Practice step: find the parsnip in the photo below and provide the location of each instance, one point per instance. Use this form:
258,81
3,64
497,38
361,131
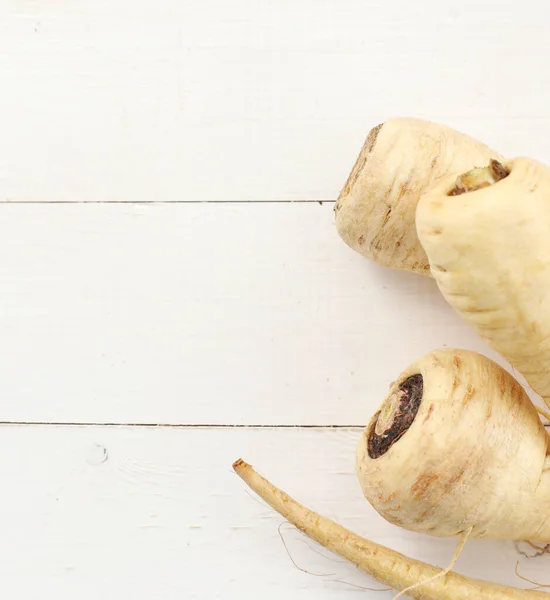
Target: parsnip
489,249
399,161
383,564
458,444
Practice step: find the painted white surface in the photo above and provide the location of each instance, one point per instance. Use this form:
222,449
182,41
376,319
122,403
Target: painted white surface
251,100
121,513
247,313
218,302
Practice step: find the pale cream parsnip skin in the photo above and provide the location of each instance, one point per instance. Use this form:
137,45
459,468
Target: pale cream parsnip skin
399,161
474,455
489,251
381,563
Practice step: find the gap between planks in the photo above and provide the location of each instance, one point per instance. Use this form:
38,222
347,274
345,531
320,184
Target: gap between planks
16,202
184,425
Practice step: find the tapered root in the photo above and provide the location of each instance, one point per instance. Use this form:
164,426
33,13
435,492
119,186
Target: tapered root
382,564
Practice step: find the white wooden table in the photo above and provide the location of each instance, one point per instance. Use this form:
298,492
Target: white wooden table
174,295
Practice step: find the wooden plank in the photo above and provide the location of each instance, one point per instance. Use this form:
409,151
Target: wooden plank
202,313
185,101
107,512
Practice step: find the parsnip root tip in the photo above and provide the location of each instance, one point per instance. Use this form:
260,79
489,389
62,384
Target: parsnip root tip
480,177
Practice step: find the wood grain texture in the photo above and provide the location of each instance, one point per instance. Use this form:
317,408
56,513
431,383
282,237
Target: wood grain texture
201,313
120,514
206,100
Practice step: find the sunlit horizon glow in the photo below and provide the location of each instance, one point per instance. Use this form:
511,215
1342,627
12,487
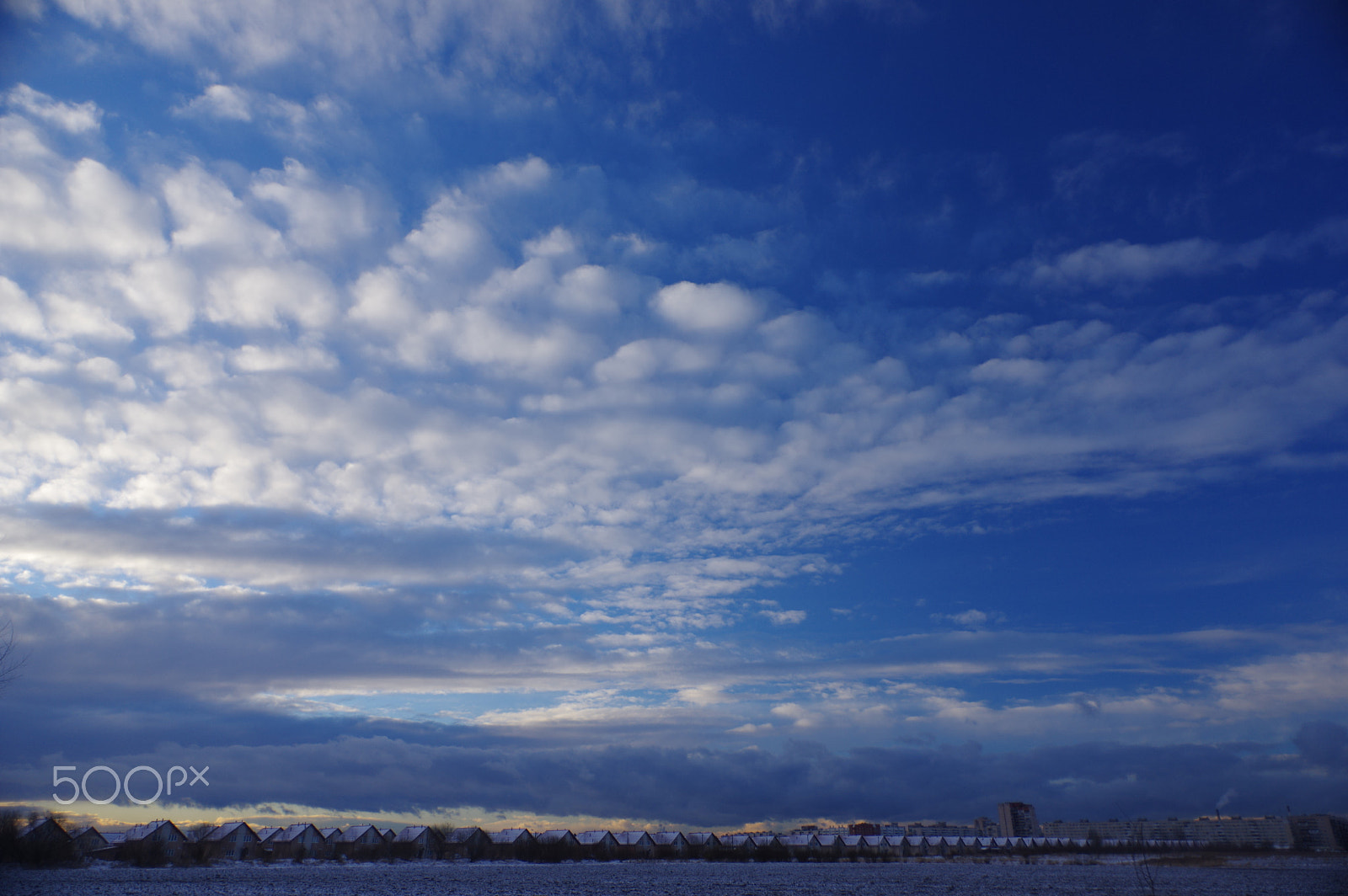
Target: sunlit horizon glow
611,413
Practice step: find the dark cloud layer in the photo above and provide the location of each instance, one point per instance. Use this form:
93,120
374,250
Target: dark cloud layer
420,770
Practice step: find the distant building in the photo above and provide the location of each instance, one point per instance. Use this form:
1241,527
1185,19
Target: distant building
1017,819
418,841
1231,830
231,841
1235,830
671,845
298,841
1320,832
635,844
157,835
88,840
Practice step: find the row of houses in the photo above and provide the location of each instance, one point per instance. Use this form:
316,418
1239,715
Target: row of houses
165,841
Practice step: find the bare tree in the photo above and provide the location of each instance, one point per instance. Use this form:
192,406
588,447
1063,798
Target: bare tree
10,662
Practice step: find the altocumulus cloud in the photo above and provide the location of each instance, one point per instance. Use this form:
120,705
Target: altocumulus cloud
503,483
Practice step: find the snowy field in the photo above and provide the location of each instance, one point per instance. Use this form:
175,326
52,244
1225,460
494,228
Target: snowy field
1303,877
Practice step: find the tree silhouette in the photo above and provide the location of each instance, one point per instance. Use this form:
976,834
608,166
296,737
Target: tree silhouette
10,662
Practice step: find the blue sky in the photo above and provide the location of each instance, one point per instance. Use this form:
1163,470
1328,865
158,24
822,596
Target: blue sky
709,415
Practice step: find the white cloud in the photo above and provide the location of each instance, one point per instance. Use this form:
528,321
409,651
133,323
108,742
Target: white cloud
18,313
320,217
76,208
222,101
67,116
712,309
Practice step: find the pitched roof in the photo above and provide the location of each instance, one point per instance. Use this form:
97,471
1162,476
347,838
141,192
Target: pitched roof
44,826
226,830
87,830
292,833
356,832
413,832
150,829
463,835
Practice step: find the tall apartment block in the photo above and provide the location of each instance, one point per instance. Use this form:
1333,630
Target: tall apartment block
1017,819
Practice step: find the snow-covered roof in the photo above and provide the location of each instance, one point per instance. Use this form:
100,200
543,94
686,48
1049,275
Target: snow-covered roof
356,832
799,840
411,833
150,829
222,832
463,835
292,833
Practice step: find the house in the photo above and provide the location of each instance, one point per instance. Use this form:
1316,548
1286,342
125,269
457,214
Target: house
634,845
800,846
298,841
559,844
235,840
40,830
45,842
600,845
147,844
512,842
266,835
831,846
418,841
88,840
671,845
471,844
359,841
739,845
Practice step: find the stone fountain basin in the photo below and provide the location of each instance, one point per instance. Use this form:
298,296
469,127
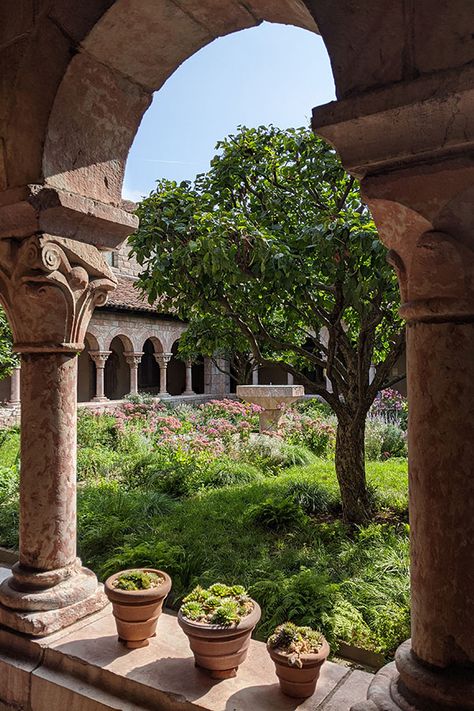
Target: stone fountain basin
270,397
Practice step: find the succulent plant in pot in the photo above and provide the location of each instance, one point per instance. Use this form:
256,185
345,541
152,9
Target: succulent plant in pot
298,654
219,622
137,598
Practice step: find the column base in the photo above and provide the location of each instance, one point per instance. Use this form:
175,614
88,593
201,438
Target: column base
42,611
409,685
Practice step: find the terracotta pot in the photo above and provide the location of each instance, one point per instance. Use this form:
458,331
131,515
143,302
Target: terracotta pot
136,612
297,682
219,650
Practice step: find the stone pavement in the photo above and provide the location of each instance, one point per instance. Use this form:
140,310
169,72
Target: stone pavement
85,668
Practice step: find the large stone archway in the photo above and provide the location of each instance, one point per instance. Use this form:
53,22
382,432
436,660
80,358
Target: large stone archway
75,83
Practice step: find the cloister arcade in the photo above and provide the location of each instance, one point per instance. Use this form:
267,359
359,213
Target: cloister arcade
76,79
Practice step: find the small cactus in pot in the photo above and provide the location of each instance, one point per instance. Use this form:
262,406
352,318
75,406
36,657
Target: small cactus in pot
218,622
137,598
298,654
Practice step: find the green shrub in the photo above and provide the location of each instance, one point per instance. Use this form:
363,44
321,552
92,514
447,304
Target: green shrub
394,442
9,506
225,472
306,598
10,447
276,514
295,641
374,430
219,604
96,430
98,463
137,580
271,454
313,497
175,472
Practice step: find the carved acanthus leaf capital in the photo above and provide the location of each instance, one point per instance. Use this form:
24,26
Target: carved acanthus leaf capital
99,357
50,286
133,359
163,359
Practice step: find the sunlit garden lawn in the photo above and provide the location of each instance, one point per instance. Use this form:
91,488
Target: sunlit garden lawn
192,491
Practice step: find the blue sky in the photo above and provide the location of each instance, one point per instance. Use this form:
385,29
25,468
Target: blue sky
268,74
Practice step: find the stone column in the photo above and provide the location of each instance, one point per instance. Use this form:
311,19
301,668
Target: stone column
99,358
49,295
413,154
163,359
188,389
15,387
133,360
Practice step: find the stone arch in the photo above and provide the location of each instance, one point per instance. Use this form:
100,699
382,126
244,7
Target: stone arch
128,54
127,341
176,372
86,370
117,370
148,369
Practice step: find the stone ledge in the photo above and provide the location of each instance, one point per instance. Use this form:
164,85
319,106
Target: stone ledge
85,668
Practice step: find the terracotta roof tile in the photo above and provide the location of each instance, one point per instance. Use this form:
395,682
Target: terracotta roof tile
127,297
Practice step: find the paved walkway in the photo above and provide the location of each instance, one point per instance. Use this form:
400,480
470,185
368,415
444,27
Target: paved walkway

__________

Your objective: Copy out all of the material exactly as written, without its pictures.

Task result:
Practice step: find the parsnip in the photo below and provide the location of each instance, one point per instance. Use this form:
258,81
3,64
497,38
361,131
Target: parsnip
489,249
399,161
383,564
458,444
Practice step: find the painted white surface in the photo above and provide the location of each instance, one point per instance. Use this form:
222,449
182,41
376,319
122,403
Target: painted white surface
251,100
121,513
247,313
218,302
Practice step: find the pale cream parsnip skin in the photo above and provide the location of each instance, one point per instance. Use this form:
137,45
459,468
Target: pale cream parsnip skin
399,161
474,455
489,251
381,563
Practice step: find the gap between planks in the photo above and provide the location of each instance, one point per instance. Use this form:
38,222
347,274
345,531
320,184
Target: gap between planks
16,202
184,425
Practice step: find the tapered root in the photo above and provide the location of each instance, one point per instance. Use this form:
164,426
33,13
435,492
119,186
Target: tapered root
382,564
Practice step: find the white wooden table in the photo above and provide the location of each instance, one point per instance. Use this form:
298,492
Target: white wooden table
174,295
Practice step: find the wooden plank in the photo above and provide the location of each instance, one point per instance. Use this form:
409,151
Target: wooden plank
202,313
185,101
107,512
Practice step: find the parsnip root tip in the photo above and provide the location of each instance, one point per instance. Use this form:
260,79
489,389
62,384
Target: parsnip root tip
480,177
Practice step: find the wood grain texture in the photo above and provide the location of each instance, one point per instance. Use this form:
317,408
56,513
431,383
282,237
Target: wood grain texture
201,313
120,514
206,100
Practice step: find the sunlit horizon glow in the photo below and provide the location of each instance, one point per instance. Use this form:
511,215
1342,627
12,487
Target: sunlit horizon glow
611,413
Practice step: find the dark cloud layer in the photo above and provide the location of each instance, one point per instance. Use this form:
93,120
374,250
Target: dark cloud layer
420,770
Practice step: find the distant building in the photo above and provide the location of each instance, one point per instance. Use this form:
1241,527
1185,19
Target: distant building
1017,819
418,841
1231,830
231,841
1235,830
671,845
298,841
1320,832
635,844
157,835
88,840
Practice step: find the row of houses in the photo above and provide the location of each instance, one point per instance. Use this form:
316,418
1239,715
Target: row of houses
165,841
Practice step: find the bare tree in the photo above and provide the location of each instance, one point per instance. Use this form:
192,406
588,447
1063,798
Target: bare tree
10,662
Practice step: find the altocumulus cloud in the photo above and provide the location of each instance, one point per instance. Use this form:
120,705
Target: altocumulus cloud
503,483
Practice step: find the snowy field in the photo above and provide the location of each instance, one point per instance. Use this form:
175,326
52,244
1225,460
494,228
Target: snowy field
1303,877
Practice step: find the tree silhouette in the photo above and provide the location of each instance, one point per instance. Use this form:
976,834
608,166
296,737
Target: tree silhouette
10,662
Practice step: find the blue sky in the photo above and provide the location of each instance, one point per instance. Use this form:
1163,470
1328,865
158,24
822,596
Target: blue sky
709,415
Practice step: find the white cloud in the photo above and provide the location of each instance, one point per instance. Use this form:
528,321
409,651
133,323
108,742
Target: white cloud
18,313
320,217
76,208
222,101
67,116
712,309
Practice step: find the pitched roof in the photo above and provide the location of each instance, one point per instance. Use this form:
97,471
1162,476
347,838
141,192
Target: pitched roof
44,826
226,830
87,830
292,833
356,832
413,832
150,829
463,835
Practice step: find the tall apartment block in the photo above and provide the location of each instance, one point per instance. Use this form:
1333,630
Target: tall apartment block
1017,819
Practice step: find the snow-covered roof in the photo above and provide the location of each instance, one point per instance. Use this form:
100,200
543,94
686,48
1049,275
Target: snow-covered roof
356,832
799,840
411,833
150,829
222,832
463,835
292,833
Practice step: find the house in the photo above and provide the location of each instance, one point per instance. Use this form:
1316,548
1286,342
125,269
457,214
Target: house
634,845
800,846
298,841
559,844
235,840
40,830
45,842
600,845
147,844
512,842
266,835
831,846
418,841
88,840
671,845
471,844
359,841
739,845
Practice step: find the stone fountain basin in the photo below and provide the location of each instance, one point per instance. Use this form:
298,296
469,127
Target: stone fountain basin
270,397
Practice step: find the succulent plant in pot in the photo above and provide the location of each instance, one point per instance. Use this form:
256,185
345,541
152,9
Target: succulent plant in pot
298,654
219,622
137,598
Practice step: find the column base in the photo above and provide the location of each instance, one point per instance. Use this form:
175,614
88,593
201,438
Target: column base
42,611
409,685
Practice step: find the terracotta pot in the photo above and provide the location of each instance, one point per instance. Use this form:
458,331
131,515
143,302
Target: terracotta pot
136,612
297,682
219,650
Practice step: find the stone pavement in the photo above and provide the location of each instance, one point per instance. Use this form:
140,310
169,72
Target: stone pavement
85,668
Practice step: find the large stone archway in the photo above and provide the location of each instance, one point per instance. Use this form:
53,22
382,432
436,660
80,358
Target: large stone archway
75,83
Practice step: find the cloister arcade in the photo above and provide the location of each instance, one point per instance. Use this form:
267,359
359,213
Target: cloister arcade
76,79
Practice step: find the small cactus in pot in the photo above and provide the location of each instance, one point per instance. Use this form:
262,406
352,318
75,406
36,657
Target: small cactus in pot
218,622
137,598
298,654
Practice step: find the green shrub in the photo above and provide the location of each instance, one point per instance. Use this form:
363,44
321,552
92,514
447,304
Target: green shrub
394,442
9,506
225,472
306,598
10,447
276,514
295,641
374,430
219,604
96,430
98,463
137,580
271,454
313,497
175,472
Practice step: find the carved acanthus leaf capital in the photo above and provide the location of each instance, one point per instance. Use this form:
24,26
Target: carved acanthus leaf capital
99,357
50,286
133,359
163,359
Practice step: find the sunlit garden lawn in the photo above and provide the location of each instance, one point per instance. Use this form:
91,488
Target: sunlit garden lawn
192,491
Practice step: find the blue sky in the photo above and provide the location of each instance, one point per instance. Use this form:
385,29
25,468
Target: blue sky
268,74
Practice step: find the stone column in the photo above and provide the location of each instance, one point per instance. Use this form:
311,19
301,668
Target: stone column
99,358
49,295
413,154
163,359
188,389
15,387
133,360
Practice step: find the stone arch in the photo above and provide the location of each instance, one point per instance. Use this form:
100,699
382,126
244,7
Target: stone arch
128,54
127,341
176,372
86,370
117,370
148,369
Practice step: find the stone ledge in the photo above and provide the location of each instance, one point per instance. Use this form:
164,85
319,106
Target: stone ledge
85,668
Practice step: find the terracotta roof tile in the photo above and provide the location of each instance, one point per instance. Use this form:
395,682
Target: terracotta roof tile
127,297
Practice step: find the paved walkway in the photo above and provide the location of each instance, one point per instance. Use this form:
400,480
470,185
368,415
444,27
Target: paved walkway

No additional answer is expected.